Start TEXT SEGMENT

I feel guilty that I've only worked about one-third of the way through my volunteer proofreading job, but I think I'll get traction again at the start of next week. I have until November 9th to report back. But for tonight...Halloween! Kelly's going out as a bunny this year, though with her little bowtie and flouncy skirt, I'm not sure if that's actually supposed to be a Playboy bunny. Don't tell Jean I said that! .

Coast Report

Well, we went on a trip to the coast! I took Friday off so I could pack, shop for goodies, and get in a round of back-strengthening exercise before the trip. We left on Saturday morning and headed to Tillamook. Our first stop was the Tillamook Cheese Factory. It was billed as having a 'self-guided' tour, which apparently means just walking around the building, looking at 'cheesy' dioramas and sampling cheese. They had squeaky cheese! I love that stuff!

Anyway, there was a second-floor overlook of the factory itself, and that was the cool part. I tried to take a few pictures with the digital camera, so we'll see how they came out when I dig out of the hole I'm in. As we left, we passed by the Blue Heron French Cheese Company, which has wine and cheese tasting, but Jean said 'save it for next trip.' We're also saving the Latimer Quilt and Textile Museum, located nearby. I think it will be fun, despite the fact that most of these coastal museums are the historical equivalent of petting zoos.

Next on the agenda was the Tillamook Air Museum. Many more photos taken which I'll try to post. Kelly went absolutely gonzo over the trainers, making Jean sit beside her in a helicopter trainer and a jet trainer (even though they didn't work). We had lunch there, which was pretty good. My only complaint is that the website I found the museum on promotes it as the "Blimp Hangar Museum", which I think I can be forgiven for thinking promised some blimps. In fact, the museum is in a blimp hangar, and while there are dozens of planes, there is only one, contemporary, blimp; a tiny one at that. Oh, well, more petting zoo advertising...

We drove South to Lincoln City, and checked into our hotel. Sorry, nothing picturesque, like McCoy's Hideaway, where we stayed maybe seven years ago. This time it was a Best Western, chosen for the fact that it had an indoor pool, a Kelly requirement. No fancy dining either. We walked down the street to a Subway's and got subs for dinner.

End TEXT SEGMENT
Start PROVIDED DATA

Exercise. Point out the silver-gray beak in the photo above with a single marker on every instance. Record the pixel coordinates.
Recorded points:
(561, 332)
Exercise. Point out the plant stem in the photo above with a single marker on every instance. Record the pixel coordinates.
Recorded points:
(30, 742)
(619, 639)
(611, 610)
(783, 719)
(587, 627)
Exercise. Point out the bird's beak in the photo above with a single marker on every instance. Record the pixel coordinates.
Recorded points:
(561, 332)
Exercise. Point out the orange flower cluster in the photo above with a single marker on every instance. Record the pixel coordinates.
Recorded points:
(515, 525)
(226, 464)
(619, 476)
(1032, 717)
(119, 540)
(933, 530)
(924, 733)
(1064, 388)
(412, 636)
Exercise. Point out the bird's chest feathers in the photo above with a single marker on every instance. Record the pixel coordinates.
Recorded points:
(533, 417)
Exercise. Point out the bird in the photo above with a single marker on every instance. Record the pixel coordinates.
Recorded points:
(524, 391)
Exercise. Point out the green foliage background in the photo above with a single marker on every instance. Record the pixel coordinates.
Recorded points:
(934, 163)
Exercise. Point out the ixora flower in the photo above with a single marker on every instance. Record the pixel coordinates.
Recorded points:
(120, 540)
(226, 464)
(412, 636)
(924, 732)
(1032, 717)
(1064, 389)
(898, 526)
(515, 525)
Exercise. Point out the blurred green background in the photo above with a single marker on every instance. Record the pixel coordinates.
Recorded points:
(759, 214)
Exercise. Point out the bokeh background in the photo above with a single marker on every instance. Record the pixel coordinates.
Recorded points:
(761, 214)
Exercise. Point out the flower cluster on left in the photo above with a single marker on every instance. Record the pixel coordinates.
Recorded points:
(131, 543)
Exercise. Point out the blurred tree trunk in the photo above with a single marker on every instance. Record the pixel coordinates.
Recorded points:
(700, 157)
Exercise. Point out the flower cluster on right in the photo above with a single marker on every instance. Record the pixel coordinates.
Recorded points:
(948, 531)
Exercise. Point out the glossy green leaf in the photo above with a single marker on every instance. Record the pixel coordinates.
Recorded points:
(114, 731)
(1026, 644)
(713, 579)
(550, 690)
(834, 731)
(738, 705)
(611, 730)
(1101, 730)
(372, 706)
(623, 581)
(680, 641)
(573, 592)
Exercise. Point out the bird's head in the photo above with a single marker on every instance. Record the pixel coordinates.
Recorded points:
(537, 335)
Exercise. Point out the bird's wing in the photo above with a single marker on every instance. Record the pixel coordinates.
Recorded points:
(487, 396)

End PROVIDED DATA

TASK TO COMPLETE: Render in Spanish the following sentence from the coast trip account: "Our first stop was the Tillamook Cheese Factory." This material was drawn from a separate source.

RESPONSE TO THIS TASK: Nuestra primera parada fue la fábrica de quesos Tillamook.